*Activity*.
Scan the entries that follow and give only the number of lines containing "green".

*Given information*.
=== Section Start ===

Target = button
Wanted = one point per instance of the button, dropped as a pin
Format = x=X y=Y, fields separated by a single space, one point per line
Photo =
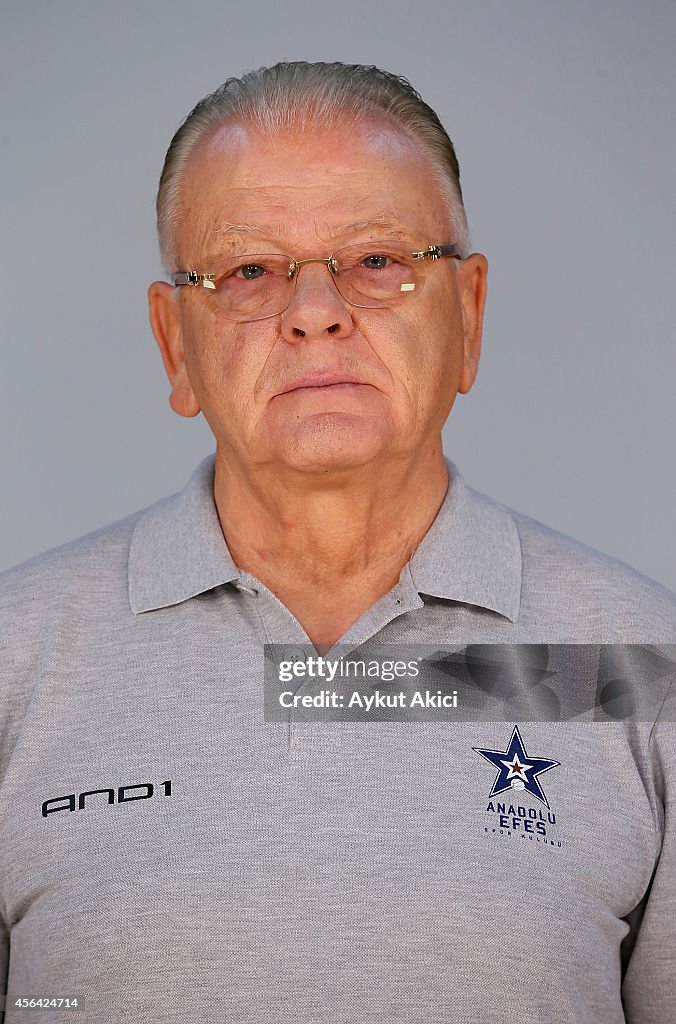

=== Section End ===
=== Section Start ===

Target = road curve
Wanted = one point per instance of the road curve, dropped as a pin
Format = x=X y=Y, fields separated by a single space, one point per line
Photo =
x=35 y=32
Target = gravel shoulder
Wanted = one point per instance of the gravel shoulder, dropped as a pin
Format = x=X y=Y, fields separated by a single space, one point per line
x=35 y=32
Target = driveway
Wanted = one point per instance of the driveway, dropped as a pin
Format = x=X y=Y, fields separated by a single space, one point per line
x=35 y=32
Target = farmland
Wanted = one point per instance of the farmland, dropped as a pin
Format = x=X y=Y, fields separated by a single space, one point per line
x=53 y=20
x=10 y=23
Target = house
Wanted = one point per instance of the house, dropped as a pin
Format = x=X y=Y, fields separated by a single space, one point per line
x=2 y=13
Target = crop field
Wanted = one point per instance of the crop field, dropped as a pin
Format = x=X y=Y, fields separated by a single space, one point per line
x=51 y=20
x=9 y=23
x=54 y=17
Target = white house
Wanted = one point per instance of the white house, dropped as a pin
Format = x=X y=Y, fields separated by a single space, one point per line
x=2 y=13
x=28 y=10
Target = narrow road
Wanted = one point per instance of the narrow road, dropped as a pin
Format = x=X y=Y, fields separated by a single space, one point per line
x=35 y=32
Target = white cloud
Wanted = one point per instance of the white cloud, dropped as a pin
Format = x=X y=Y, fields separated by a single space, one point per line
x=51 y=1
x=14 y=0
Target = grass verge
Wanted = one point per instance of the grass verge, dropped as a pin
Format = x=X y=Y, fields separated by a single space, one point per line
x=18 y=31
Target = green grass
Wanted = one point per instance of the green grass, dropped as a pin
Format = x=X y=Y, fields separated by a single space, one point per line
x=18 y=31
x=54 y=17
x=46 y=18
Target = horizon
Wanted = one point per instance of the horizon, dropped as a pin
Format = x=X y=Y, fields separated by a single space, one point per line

=== Section End ===
=== Section Start ===

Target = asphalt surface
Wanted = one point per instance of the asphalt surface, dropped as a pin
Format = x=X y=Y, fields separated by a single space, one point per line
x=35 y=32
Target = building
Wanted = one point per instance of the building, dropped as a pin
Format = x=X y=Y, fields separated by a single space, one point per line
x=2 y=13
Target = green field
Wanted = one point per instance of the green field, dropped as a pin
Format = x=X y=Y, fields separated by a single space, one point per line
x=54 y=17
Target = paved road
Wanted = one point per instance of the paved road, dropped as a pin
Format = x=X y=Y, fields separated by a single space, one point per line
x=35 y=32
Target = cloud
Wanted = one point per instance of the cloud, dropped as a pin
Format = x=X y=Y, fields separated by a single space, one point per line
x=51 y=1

=== Section End ===

*Response box*.
4